> _Instructions to follow_:
Print the data exactly, leaving nothing out.

-------- Provided records

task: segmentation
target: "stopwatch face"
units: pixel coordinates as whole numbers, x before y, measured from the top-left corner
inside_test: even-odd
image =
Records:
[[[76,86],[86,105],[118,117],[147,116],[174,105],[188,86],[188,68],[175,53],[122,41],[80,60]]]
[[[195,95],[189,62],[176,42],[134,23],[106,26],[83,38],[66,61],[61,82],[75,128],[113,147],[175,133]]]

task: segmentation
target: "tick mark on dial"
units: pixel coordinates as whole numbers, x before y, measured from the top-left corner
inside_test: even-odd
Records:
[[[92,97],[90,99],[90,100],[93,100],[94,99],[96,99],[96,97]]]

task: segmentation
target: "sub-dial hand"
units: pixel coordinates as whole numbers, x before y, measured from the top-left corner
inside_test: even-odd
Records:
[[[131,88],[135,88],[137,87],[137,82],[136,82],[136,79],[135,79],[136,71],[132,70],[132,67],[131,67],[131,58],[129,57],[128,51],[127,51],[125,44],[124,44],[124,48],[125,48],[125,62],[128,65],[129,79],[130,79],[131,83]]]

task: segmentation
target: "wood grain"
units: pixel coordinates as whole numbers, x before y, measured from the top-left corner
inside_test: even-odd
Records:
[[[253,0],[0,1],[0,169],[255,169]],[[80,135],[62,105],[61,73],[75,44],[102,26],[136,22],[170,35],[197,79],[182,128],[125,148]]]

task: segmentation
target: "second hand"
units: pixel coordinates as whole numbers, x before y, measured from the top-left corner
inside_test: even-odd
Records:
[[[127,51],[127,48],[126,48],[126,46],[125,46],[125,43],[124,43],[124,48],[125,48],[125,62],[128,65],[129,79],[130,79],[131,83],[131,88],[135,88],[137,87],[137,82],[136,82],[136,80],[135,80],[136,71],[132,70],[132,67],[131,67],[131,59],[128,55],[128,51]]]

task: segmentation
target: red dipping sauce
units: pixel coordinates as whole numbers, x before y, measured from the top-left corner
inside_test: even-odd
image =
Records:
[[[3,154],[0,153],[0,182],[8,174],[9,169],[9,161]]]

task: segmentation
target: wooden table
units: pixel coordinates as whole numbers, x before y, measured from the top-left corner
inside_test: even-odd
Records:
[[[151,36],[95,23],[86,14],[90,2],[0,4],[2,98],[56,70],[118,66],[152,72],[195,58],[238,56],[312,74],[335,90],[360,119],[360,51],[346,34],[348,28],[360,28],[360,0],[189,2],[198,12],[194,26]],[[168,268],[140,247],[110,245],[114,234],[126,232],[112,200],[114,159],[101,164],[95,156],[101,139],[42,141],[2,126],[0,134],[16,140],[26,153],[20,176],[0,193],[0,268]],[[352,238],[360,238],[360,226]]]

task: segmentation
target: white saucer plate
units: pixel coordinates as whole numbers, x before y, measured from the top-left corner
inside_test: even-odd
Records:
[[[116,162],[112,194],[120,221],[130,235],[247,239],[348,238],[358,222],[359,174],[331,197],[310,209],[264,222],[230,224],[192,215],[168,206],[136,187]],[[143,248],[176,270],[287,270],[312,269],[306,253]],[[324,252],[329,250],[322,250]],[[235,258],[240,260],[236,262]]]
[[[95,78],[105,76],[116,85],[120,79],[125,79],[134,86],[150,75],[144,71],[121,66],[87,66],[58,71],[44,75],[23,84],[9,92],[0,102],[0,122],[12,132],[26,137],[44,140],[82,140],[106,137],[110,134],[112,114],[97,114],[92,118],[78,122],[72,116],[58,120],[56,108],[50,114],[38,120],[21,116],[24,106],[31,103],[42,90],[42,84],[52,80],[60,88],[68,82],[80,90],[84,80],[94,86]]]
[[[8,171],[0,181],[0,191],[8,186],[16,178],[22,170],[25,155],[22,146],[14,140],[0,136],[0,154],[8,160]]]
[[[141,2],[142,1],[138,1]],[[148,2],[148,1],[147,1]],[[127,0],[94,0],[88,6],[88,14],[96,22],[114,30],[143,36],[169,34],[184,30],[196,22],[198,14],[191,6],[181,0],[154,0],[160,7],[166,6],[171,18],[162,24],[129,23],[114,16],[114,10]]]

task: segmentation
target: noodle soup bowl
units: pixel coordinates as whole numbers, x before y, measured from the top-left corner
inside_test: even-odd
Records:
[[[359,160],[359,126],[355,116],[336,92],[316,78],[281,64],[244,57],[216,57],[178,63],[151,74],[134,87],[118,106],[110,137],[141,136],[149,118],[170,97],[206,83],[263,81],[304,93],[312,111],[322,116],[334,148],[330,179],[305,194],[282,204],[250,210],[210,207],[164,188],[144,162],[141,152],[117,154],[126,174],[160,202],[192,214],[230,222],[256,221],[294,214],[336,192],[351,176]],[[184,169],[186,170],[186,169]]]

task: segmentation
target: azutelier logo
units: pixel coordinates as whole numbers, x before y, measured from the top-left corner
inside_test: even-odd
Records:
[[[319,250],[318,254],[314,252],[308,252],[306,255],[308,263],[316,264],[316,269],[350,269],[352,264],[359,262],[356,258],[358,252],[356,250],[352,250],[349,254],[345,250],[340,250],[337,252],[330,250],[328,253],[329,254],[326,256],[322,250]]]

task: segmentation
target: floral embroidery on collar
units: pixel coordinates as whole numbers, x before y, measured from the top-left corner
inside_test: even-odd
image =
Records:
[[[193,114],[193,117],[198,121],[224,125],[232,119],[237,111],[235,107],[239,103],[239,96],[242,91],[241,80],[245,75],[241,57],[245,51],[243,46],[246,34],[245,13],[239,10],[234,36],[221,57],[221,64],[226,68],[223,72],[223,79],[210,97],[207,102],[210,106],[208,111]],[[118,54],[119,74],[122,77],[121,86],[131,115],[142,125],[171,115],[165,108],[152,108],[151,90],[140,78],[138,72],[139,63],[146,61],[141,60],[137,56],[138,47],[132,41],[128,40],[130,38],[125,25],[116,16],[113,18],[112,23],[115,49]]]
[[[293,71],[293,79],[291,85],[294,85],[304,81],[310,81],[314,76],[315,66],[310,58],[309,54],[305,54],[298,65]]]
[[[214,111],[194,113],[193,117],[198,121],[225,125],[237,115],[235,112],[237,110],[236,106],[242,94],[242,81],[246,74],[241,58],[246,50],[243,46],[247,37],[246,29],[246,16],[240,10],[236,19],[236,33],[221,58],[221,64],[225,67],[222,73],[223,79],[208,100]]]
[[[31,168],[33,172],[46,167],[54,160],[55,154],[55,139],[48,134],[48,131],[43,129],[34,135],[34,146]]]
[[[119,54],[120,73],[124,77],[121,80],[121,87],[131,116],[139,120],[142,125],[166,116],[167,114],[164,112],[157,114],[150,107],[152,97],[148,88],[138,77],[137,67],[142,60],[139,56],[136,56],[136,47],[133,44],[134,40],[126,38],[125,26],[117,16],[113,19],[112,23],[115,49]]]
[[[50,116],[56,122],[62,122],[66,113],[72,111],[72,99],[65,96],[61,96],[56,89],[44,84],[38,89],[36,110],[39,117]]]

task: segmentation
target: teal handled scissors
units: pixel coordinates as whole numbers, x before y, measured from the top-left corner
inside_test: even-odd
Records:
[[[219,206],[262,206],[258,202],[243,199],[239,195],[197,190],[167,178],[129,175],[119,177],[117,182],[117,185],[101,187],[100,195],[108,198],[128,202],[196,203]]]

----------------

> _Solution_:
task: segmentation
target: "stopwatch face"
units: pixel coordinates as whole numbers, x before y, measured from the top-left corner
inside_test: even-odd
image =
Records:
[[[76,86],[86,105],[118,117],[147,116],[174,105],[188,86],[188,68],[175,53],[122,41],[80,60]]]
[[[195,95],[189,62],[176,42],[134,23],[106,26],[83,38],[66,61],[61,82],[75,128],[113,147],[175,133]]]

task: segmentation
target: "tick mark on dial"
units: pixel coordinates as whole numbers, x before y, measured from the top-left corner
inside_test: even-odd
Records:
[[[92,97],[90,99],[90,100],[93,100],[94,99],[96,99],[96,97]]]

task: segmentation
target: "sub-dial hand"
units: pixel coordinates as whole numbers, x before y, measured from the top-left corner
inside_test: even-odd
Records:
[[[131,88],[135,88],[137,87],[137,82],[136,82],[136,79],[135,79],[136,71],[132,70],[132,67],[131,67],[131,58],[129,57],[128,51],[127,51],[125,44],[124,44],[124,48],[125,48],[125,62],[128,65],[129,79],[130,79],[131,83]]]

task: segmentation
target: "wood grain"
units: pixel coordinates as whole numbers, x before y, measured from the top-left corner
inside_test: even-odd
Records:
[[[253,0],[0,1],[0,169],[255,169]],[[80,135],[62,105],[61,73],[75,44],[102,26],[136,22],[170,35],[197,79],[182,128],[125,148]]]

task: segmentation
target: "second hand"
units: pixel coordinates as whole numbers, x before y, measured from the top-left corner
inside_test: even-odd
Records:
[[[127,51],[127,48],[126,48],[126,46],[125,46],[125,43],[124,43],[124,48],[125,48],[125,62],[128,65],[129,79],[130,79],[131,83],[131,88],[135,88],[137,87],[137,82],[136,82],[136,80],[135,80],[136,71],[132,70],[132,67],[131,67],[131,59],[128,55],[128,51]]]

task: segmentation
target: red dipping sauce
units: pixel coordinates as whole numbers, x before y, measured from the top-left corner
inside_test: even-odd
image =
Records:
[[[3,154],[0,153],[0,182],[8,174],[9,169],[9,161]]]

task: segmentation
target: wooden table
units: pixel coordinates as whole numbers, x before y, measured from the top-left corner
inside_test: even-odd
Records:
[[[151,36],[95,23],[86,14],[90,2],[0,4],[2,98],[56,70],[118,66],[152,72],[195,58],[238,56],[312,74],[335,90],[360,119],[360,51],[346,34],[348,28],[360,28],[360,0],[189,2],[198,12],[194,26]],[[168,268],[140,247],[110,245],[114,234],[126,232],[112,200],[114,159],[101,164],[95,156],[101,139],[42,141],[2,126],[0,134],[16,140],[26,153],[20,176],[0,193],[0,268]],[[352,238],[360,238],[360,226]]]

task: segmentation
target: white saucer plate
units: pixel coordinates as whole numbers, x before y, measured from the top-left corner
inside_test: even-odd
Records:
[[[116,162],[112,194],[120,221],[130,235],[247,239],[348,238],[358,222],[359,174],[331,197],[310,209],[264,222],[230,224],[192,215],[168,206],[136,187]],[[143,248],[176,270],[287,270],[312,269],[306,253]],[[324,252],[329,250],[322,250]],[[235,258],[240,260],[236,262]]]
[[[95,78],[105,76],[116,85],[120,79],[125,79],[134,86],[150,75],[144,71],[121,66],[87,66],[58,71],[44,75],[23,84],[9,92],[0,102],[0,122],[12,132],[26,137],[44,140],[82,140],[106,137],[110,134],[112,114],[97,114],[92,118],[78,122],[72,116],[58,120],[56,108],[50,114],[38,120],[21,116],[24,106],[31,103],[42,90],[42,84],[52,80],[60,88],[68,82],[80,90],[84,80],[94,86]]]
[[[8,171],[0,181],[0,191],[8,186],[16,178],[22,170],[25,155],[22,146],[14,140],[0,136],[0,154],[8,160]]]
[[[141,2],[142,1],[138,1]],[[148,2],[148,1],[147,1]],[[127,0],[94,0],[88,6],[88,14],[96,22],[114,30],[143,36],[169,34],[184,30],[196,22],[198,14],[191,6],[181,0],[154,0],[160,7],[166,6],[171,18],[162,24],[129,23],[114,16],[114,10]]]

task: segmentation
target: noodle soup bowl
units: pixel coordinates as whole numbers, x before y, measured from the top-left corner
inside_test: even-odd
Records:
[[[359,160],[359,126],[355,116],[336,92],[316,78],[281,64],[244,57],[216,57],[178,63],[151,74],[134,87],[118,106],[110,137],[141,136],[149,118],[170,97],[206,83],[263,81],[304,93],[312,111],[322,116],[334,148],[330,179],[305,194],[282,204],[250,210],[210,207],[164,188],[144,162],[141,152],[117,154],[126,174],[160,202],[192,214],[230,222],[256,221],[294,214],[336,192],[351,176]],[[184,169],[186,170],[186,169]]]

task: segmentation
target: azutelier logo
units: pixel coordinates as whole numbers, x before y, measured from the top-left corner
inside_test: even-odd
Records:
[[[319,250],[318,254],[314,252],[308,252],[306,255],[308,263],[316,264],[316,269],[350,269],[352,264],[359,262],[356,258],[358,252],[356,250],[352,250],[349,254],[345,250],[340,250],[337,252],[330,250],[328,253],[329,254],[326,256],[322,250]]]

task: segmentation
target: floral embroidery on collar
units: pixel coordinates as whole numbers, x before y, measured from the top-left corner
inside_test: even-odd
image =
Records:
[[[193,114],[193,117],[198,121],[224,125],[232,119],[237,111],[235,107],[239,103],[239,96],[242,91],[241,80],[245,75],[241,57],[245,51],[243,46],[246,34],[245,13],[239,10],[234,36],[221,57],[221,64],[226,68],[223,72],[223,79],[210,97],[207,102],[210,106],[208,111]],[[118,54],[119,74],[122,77],[121,86],[131,115],[142,125],[171,115],[165,108],[152,108],[151,90],[140,78],[138,72],[139,63],[146,61],[141,60],[137,56],[138,47],[132,41],[128,40],[130,38],[125,25],[116,16],[113,18],[112,23],[115,49]]]
[[[293,71],[293,79],[291,85],[294,85],[304,81],[310,81],[314,76],[315,66],[310,58],[309,54],[305,54],[298,65]]]
[[[214,111],[194,113],[193,117],[198,121],[225,125],[237,115],[235,112],[237,110],[236,106],[242,94],[242,81],[246,74],[241,58],[246,50],[243,46],[247,37],[246,29],[246,16],[240,10],[236,19],[236,33],[221,58],[221,64],[225,67],[222,73],[223,79],[208,100]]]
[[[31,168],[33,172],[46,167],[54,160],[55,154],[55,139],[48,134],[48,131],[43,129],[34,135],[34,146]]]
[[[119,54],[120,73],[124,77],[121,80],[121,87],[131,116],[139,120],[142,125],[166,116],[167,114],[164,112],[157,114],[150,107],[152,97],[148,88],[138,77],[137,67],[142,60],[139,56],[136,56],[136,47],[133,44],[134,40],[126,38],[125,26],[117,16],[113,19],[112,23],[115,49]]]
[[[50,116],[56,122],[62,122],[66,113],[72,111],[72,99],[65,96],[61,96],[56,89],[44,84],[38,89],[36,110],[39,117]]]

task: segmentation
target: teal handled scissors
units: pixel coordinates as whole numbers, x before y, measured from the top-left corner
inside_test: even-odd
Records:
[[[219,206],[262,206],[258,202],[243,199],[239,195],[197,190],[167,178],[129,175],[119,177],[117,182],[117,185],[101,187],[100,195],[108,198],[128,202],[196,203]]]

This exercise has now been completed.